> [SET EXERCISE]: Can you write out these records again with "grey rock" swapped for "gray stone" and everything else unchanged, leaving the pictures out?

## start DATA PROVIDED

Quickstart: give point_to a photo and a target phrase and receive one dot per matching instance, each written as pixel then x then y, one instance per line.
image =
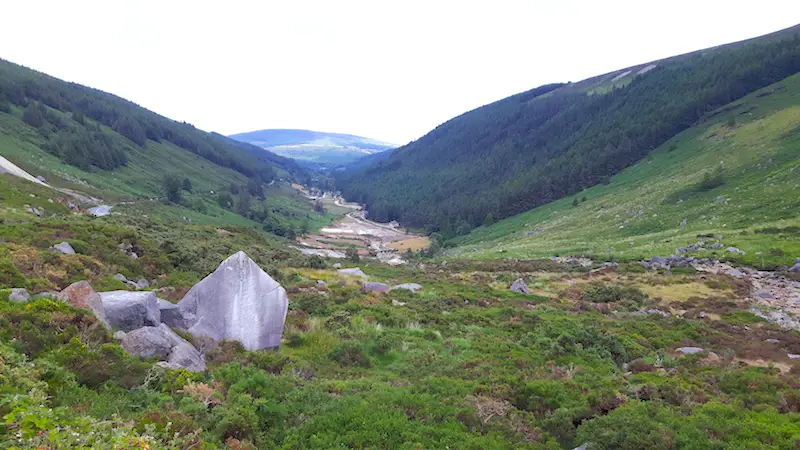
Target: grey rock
pixel 83 295
pixel 171 314
pixel 371 286
pixel 131 310
pixel 150 341
pixel 19 295
pixel 185 356
pixel 354 272
pixel 413 287
pixel 163 343
pixel 689 350
pixel 240 302
pixel 64 248
pixel 520 287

## end DATA PROVIDED

> [ANSWER IN FULL]:
Quickstart: give point_to a photo and a target phrase and receive one dot per matching instance, each written as pixel then x then y, one instance per line.
image =
Target: gray stone
pixel 83 295
pixel 171 314
pixel 371 286
pixel 131 310
pixel 150 341
pixel 19 295
pixel 185 356
pixel 354 272
pixel 413 287
pixel 163 343
pixel 689 350
pixel 240 302
pixel 64 248
pixel 520 287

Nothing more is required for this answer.